# [作業指示]
A. きみちゃんの妊婦健診についての文章から、健診で主に行われた項目をすべて挙げてください。
B. きみちゃんの妊婦健診についての文章を、最後の文に続けて書き進めてください。

[出典本文]

2022.04.16
深める2021年11月19日。きみちゃんの30週目の妊婦健診です。
きみちゃんは、自宅がある千歳市から1時間ほどかけて、札幌医科大学附属病院の産婦人科に通院していました。
パートナーのちかさんは、なるべく健診に付き添うようにしていますが、この日は仕事。自分を「人見知り」だというきみちゃんは、最初はわたしとほとんど話さず、目線もあまり合わせません。
産婦人科の待合室は婦人科と背中合わせで、その場にいるのは、ほとんどが女性。男性の姿は、数人の医師と、妊婦に付き添うパートナーを数人、たまに見かける程度でした。きみちゃんはのちのインタビューで、「女性だけの科だから、視線が気になった」と話していました。
健診では主に、尿検査、血圧測定、エコー検査、医師の問診という流れで行われました。きみちゃんがふだん、男性用トイレを使用しているのを聞いていた病院は、尿検査では男性用トイレに案内していました。
「だいたい1500グラムくらい、平均よりは小さいところですね」担当は、新開翔太(しんかい・しょうた)医師。30代で、穏やかな語り口が印象的でした。
問診中のきみちゃんは、説明にうなずくものの、ほとんど新開医師と目線は合わさず、結婚指輪を右手の指でなぞるようにさわっていました。
新開医師が「ちょっと元気ないように見えるけど、大丈夫?」と気遣うと、きみちゃんはかすかに聞こえる程度の声で、「…はい」と返事をしました。
この日は医師の診察のあと、病棟を担当する助産師と、別室で面談が行われました。この病院では、トランスジェンダー当事者の妊娠・出産を担当するのは初めて。病院側も、こころは男性であるきみちゃんのニーズを、真剣に汲み取ろうとしていました。
「からだの変化はどう受け止めている?」
「相談できる人はいるの?(当事者の仲間で)妊娠とか出産とか経験している人はいるのかな」
「こういうワードを言われたら嫌だとか、こういう対応が嫌だとかもないかな…?」

[/出典本文]
[抽出データ]

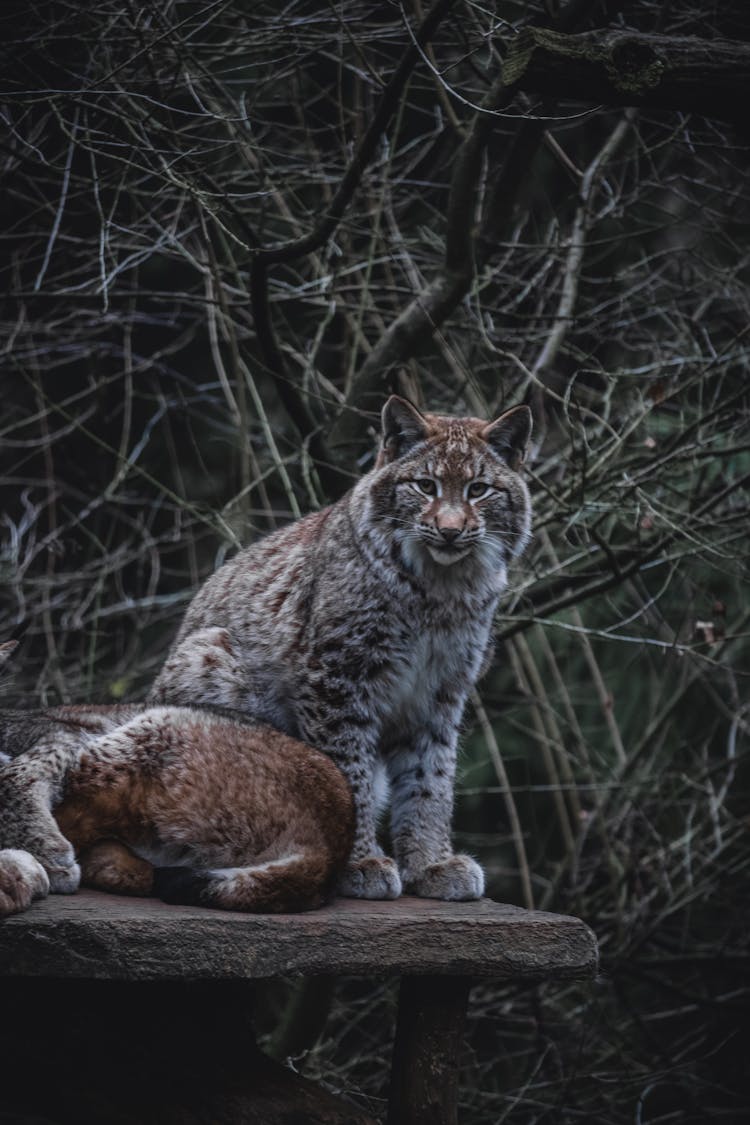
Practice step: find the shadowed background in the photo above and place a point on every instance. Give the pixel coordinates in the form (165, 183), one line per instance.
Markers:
(228, 231)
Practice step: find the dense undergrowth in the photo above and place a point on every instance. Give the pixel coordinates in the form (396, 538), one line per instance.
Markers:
(163, 404)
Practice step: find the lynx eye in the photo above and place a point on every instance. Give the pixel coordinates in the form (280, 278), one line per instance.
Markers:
(477, 489)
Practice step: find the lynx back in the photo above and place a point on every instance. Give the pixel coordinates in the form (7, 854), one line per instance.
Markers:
(361, 629)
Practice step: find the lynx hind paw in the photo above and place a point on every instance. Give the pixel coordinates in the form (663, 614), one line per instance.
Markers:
(23, 879)
(459, 879)
(372, 878)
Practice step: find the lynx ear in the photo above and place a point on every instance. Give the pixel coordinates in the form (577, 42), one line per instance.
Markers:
(508, 435)
(403, 426)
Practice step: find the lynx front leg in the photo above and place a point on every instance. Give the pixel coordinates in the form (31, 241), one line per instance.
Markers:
(370, 873)
(28, 788)
(23, 880)
(422, 773)
(341, 726)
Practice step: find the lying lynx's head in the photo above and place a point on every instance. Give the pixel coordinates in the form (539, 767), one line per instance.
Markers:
(449, 487)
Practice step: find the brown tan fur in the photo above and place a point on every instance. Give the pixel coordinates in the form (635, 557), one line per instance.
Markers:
(187, 803)
(361, 629)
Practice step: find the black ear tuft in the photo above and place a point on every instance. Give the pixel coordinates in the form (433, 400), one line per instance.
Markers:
(508, 435)
(403, 426)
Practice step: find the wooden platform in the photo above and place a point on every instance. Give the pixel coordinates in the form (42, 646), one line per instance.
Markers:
(97, 936)
(135, 1013)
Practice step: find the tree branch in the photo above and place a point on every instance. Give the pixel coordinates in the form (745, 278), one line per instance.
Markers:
(617, 68)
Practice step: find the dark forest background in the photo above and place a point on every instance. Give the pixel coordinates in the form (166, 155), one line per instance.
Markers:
(228, 230)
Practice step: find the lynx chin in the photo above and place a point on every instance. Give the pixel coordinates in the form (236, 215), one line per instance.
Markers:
(361, 629)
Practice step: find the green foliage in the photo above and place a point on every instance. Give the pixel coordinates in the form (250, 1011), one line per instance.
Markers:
(147, 429)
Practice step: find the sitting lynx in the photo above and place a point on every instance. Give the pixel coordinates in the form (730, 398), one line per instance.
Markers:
(361, 629)
(189, 804)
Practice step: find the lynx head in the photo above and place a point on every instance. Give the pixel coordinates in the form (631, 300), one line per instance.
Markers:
(449, 488)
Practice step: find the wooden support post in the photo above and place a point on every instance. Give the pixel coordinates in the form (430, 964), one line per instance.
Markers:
(425, 1070)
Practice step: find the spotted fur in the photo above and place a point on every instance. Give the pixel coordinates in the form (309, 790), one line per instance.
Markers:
(361, 629)
(187, 803)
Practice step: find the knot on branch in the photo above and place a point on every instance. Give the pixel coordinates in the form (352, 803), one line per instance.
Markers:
(633, 65)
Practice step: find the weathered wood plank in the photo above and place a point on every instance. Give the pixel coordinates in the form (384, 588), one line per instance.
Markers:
(99, 936)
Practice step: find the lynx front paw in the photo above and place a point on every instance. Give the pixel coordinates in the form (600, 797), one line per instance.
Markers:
(62, 869)
(372, 878)
(23, 879)
(459, 879)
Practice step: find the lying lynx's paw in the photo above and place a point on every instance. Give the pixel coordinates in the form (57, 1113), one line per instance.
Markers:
(372, 878)
(23, 879)
(459, 879)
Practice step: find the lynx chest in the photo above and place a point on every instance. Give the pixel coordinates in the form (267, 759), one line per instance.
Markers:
(432, 665)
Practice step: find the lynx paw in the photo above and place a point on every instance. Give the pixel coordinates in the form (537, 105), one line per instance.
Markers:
(23, 879)
(459, 879)
(62, 869)
(111, 866)
(371, 878)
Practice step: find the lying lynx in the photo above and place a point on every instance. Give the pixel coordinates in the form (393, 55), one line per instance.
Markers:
(191, 806)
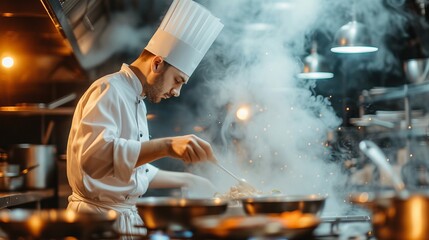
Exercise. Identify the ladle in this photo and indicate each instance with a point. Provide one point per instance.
(373, 152)
(241, 181)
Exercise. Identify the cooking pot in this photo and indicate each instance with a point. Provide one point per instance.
(313, 204)
(395, 218)
(27, 155)
(163, 213)
(56, 224)
(417, 70)
(11, 178)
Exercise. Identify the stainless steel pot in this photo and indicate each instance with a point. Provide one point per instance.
(27, 155)
(395, 218)
(417, 70)
(56, 224)
(11, 177)
(313, 204)
(177, 213)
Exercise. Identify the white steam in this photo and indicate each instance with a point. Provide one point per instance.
(256, 58)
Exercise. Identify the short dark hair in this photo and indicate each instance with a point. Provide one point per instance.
(145, 55)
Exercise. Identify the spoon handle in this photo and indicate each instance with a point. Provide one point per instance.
(227, 171)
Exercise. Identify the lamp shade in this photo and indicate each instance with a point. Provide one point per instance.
(353, 38)
(315, 67)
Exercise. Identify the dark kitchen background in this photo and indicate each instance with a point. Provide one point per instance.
(61, 46)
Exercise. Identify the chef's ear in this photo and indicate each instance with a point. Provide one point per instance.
(158, 64)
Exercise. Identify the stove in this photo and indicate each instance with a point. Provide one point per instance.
(331, 228)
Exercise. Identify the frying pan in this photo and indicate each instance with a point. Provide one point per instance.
(313, 204)
(163, 213)
(55, 224)
(246, 227)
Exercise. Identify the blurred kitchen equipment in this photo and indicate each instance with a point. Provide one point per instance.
(315, 66)
(27, 155)
(162, 213)
(313, 204)
(373, 152)
(11, 178)
(241, 181)
(396, 218)
(416, 70)
(353, 37)
(47, 135)
(249, 227)
(56, 224)
(52, 105)
(371, 120)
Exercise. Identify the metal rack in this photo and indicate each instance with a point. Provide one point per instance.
(403, 92)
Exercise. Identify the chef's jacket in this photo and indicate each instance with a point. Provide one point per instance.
(108, 127)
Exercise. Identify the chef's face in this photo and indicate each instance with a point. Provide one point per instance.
(167, 82)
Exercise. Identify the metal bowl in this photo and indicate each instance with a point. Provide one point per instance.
(56, 224)
(164, 213)
(313, 204)
(416, 70)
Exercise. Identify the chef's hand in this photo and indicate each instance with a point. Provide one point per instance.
(199, 187)
(190, 149)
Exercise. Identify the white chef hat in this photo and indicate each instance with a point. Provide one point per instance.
(185, 35)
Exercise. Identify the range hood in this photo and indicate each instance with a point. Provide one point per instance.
(81, 23)
(49, 39)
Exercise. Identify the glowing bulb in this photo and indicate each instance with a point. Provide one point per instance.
(243, 113)
(7, 62)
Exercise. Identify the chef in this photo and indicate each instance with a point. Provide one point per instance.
(109, 151)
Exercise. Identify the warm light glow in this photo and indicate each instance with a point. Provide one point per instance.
(354, 49)
(315, 75)
(198, 129)
(243, 113)
(35, 225)
(7, 62)
(70, 216)
(150, 116)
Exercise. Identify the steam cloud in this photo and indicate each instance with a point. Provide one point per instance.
(256, 58)
(254, 61)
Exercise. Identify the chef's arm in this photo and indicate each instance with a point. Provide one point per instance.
(167, 179)
(188, 148)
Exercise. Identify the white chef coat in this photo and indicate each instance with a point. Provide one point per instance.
(108, 127)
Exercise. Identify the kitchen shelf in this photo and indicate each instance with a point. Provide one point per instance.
(31, 111)
(8, 199)
(391, 93)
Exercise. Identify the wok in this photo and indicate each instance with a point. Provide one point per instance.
(55, 224)
(288, 225)
(313, 204)
(164, 213)
(394, 217)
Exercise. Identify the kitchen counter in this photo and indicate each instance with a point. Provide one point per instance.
(8, 199)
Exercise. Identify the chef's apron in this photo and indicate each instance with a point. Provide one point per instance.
(128, 216)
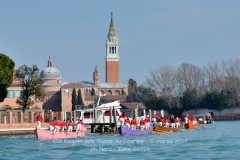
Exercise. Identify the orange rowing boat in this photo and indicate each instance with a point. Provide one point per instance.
(190, 125)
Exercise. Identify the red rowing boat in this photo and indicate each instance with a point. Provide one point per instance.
(190, 125)
(49, 135)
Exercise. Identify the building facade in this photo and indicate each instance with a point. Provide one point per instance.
(59, 94)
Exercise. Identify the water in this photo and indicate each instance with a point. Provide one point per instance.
(218, 141)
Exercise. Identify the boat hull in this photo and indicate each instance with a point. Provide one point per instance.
(164, 129)
(50, 135)
(130, 132)
(190, 125)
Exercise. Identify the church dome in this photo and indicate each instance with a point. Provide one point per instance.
(50, 72)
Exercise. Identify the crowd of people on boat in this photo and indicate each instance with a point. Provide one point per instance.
(58, 126)
(147, 123)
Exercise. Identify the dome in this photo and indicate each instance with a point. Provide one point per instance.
(50, 72)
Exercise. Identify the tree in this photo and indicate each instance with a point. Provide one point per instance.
(74, 99)
(79, 98)
(31, 85)
(6, 75)
(132, 91)
(190, 99)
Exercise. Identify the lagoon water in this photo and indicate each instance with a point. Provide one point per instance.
(216, 141)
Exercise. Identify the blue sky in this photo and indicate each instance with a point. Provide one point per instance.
(151, 34)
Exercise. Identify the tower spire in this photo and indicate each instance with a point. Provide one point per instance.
(112, 30)
(50, 64)
(112, 54)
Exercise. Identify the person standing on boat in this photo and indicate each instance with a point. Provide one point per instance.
(57, 126)
(142, 124)
(177, 120)
(70, 126)
(64, 125)
(39, 120)
(186, 118)
(194, 120)
(162, 121)
(155, 118)
(122, 118)
(134, 124)
(148, 122)
(52, 125)
(167, 122)
(80, 125)
(172, 120)
(127, 122)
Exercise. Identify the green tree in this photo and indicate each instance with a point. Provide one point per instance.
(31, 85)
(74, 99)
(6, 75)
(79, 98)
(190, 99)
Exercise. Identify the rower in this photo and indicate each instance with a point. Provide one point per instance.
(194, 120)
(162, 121)
(147, 120)
(186, 118)
(64, 125)
(177, 120)
(134, 124)
(39, 120)
(172, 120)
(57, 126)
(122, 118)
(142, 124)
(70, 126)
(155, 118)
(167, 123)
(80, 125)
(127, 122)
(52, 125)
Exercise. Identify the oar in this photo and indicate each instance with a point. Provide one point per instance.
(201, 126)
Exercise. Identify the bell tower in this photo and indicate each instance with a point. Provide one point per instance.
(96, 80)
(112, 54)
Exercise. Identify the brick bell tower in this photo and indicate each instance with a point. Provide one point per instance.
(112, 55)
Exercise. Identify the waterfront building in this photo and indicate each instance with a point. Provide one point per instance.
(59, 94)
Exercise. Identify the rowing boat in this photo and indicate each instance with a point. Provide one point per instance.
(160, 128)
(190, 125)
(50, 135)
(130, 132)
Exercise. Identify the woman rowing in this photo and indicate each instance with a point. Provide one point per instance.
(177, 120)
(155, 118)
(52, 125)
(64, 125)
(80, 126)
(148, 122)
(70, 126)
(142, 124)
(127, 122)
(122, 118)
(134, 124)
(57, 126)
(172, 120)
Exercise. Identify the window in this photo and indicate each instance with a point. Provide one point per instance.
(18, 93)
(10, 94)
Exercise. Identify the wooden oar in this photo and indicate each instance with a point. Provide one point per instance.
(201, 126)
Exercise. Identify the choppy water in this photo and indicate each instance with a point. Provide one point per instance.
(218, 141)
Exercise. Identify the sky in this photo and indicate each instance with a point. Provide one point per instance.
(151, 33)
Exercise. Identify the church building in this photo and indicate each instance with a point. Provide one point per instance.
(59, 94)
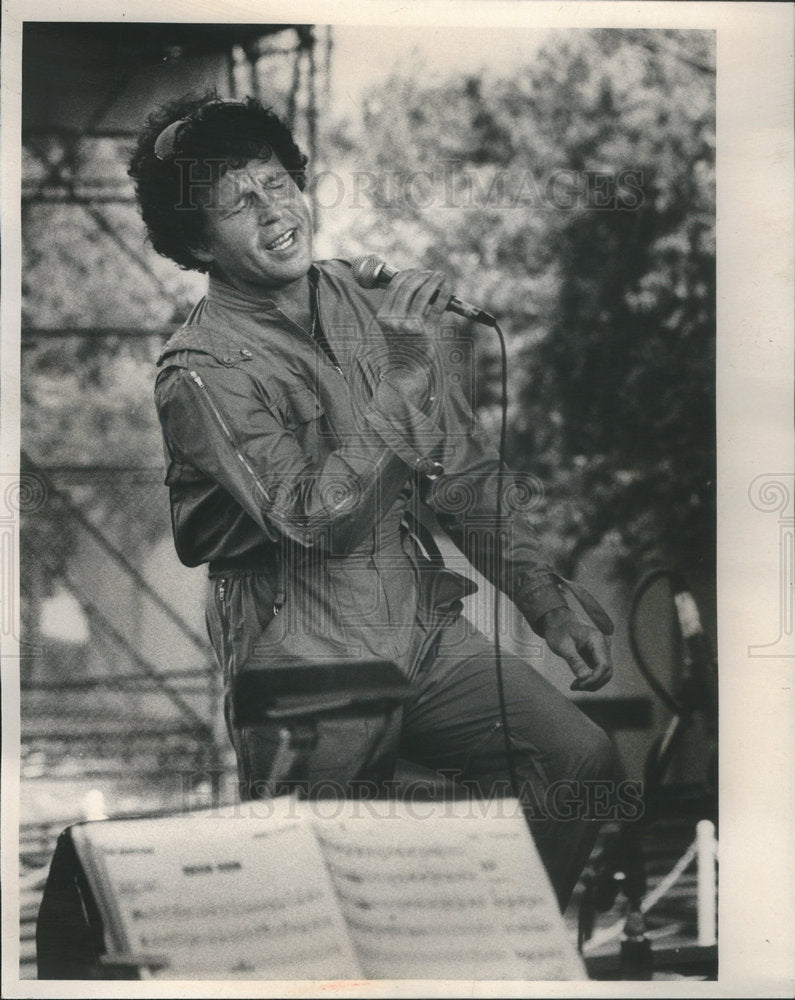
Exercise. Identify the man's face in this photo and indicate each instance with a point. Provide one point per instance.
(258, 230)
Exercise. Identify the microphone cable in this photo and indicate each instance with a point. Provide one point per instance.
(498, 563)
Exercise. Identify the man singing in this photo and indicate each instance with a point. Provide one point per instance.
(308, 422)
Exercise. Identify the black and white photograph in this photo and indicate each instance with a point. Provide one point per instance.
(396, 482)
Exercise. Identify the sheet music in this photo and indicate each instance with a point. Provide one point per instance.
(223, 898)
(425, 897)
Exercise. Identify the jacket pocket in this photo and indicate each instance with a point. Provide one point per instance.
(299, 405)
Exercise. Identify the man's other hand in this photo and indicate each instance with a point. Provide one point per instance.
(582, 646)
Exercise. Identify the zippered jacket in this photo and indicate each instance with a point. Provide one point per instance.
(295, 462)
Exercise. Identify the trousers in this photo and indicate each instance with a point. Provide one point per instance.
(562, 761)
(452, 724)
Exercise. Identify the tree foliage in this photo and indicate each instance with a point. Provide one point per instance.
(576, 198)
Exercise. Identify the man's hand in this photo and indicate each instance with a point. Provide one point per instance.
(583, 647)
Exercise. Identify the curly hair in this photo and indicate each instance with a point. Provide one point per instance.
(216, 135)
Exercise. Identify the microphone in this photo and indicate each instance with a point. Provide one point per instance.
(370, 271)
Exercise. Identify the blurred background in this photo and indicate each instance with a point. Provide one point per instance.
(565, 181)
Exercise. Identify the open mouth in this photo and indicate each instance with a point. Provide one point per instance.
(283, 242)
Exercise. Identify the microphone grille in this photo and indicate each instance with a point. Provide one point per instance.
(366, 269)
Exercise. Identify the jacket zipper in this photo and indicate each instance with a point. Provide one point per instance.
(205, 394)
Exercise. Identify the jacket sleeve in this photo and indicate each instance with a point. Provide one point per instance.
(215, 421)
(464, 499)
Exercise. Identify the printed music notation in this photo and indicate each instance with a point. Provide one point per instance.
(301, 895)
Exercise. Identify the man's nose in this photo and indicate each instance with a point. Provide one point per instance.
(267, 207)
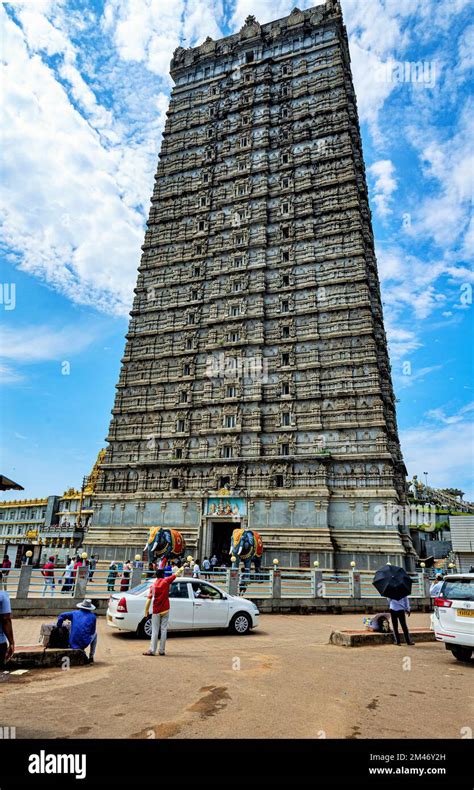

[/抽出データ]

# [解答]
A. 尿検査、血圧測定、エコー検査、医師の問診

B.
助産師はうつむき加減のきみちゃんの表情を確かめながら、そして言葉を待ちながら、ゆっくりと質問していきます。
「下から産むのはどう?抵抗感とかは…ないわけではない?」
助産師のこの質問に、きみちゃんはしばらく沈黙し、涙を拭うような仕草で顔をこすりながら、こう答えました。
「…(抵抗感が)無いっていうか…想像がつかない…」
「妊娠・出産」は、こころが男性のきみちゃんにとって、望んだことではありながら、自分のからだが「女性」である現実を突きつけられる体験でもあります。
例えば健診では、「内診」を受けることも必要になります。内診とは、脚の部分が自動で開く診察台に下着を脱いだ状態で寝て、医師が直接指や器具で子宮の状態を確かめる、婦人科では大切な検査です。
わたしは女性のからだに生まれ、こころも女性と自認していますが、婦人科で内診を受けるときは、恥ずかしさやしんどさを感じることもあります。ましてこころは男性のきみちゃんなら、どうでしょう。
「自分で望んだ妊娠」だと話していたきみちゃんですが、からだが女性であるからこそ必要な検査や、どんどん膨らむ自分のおなかを受け入れられているのか?わたしは常に、心配な思いがありました。
しかし自宅に戻ると、きみちゃんが妊娠して感じているのは、不安だけではないことがわかりました。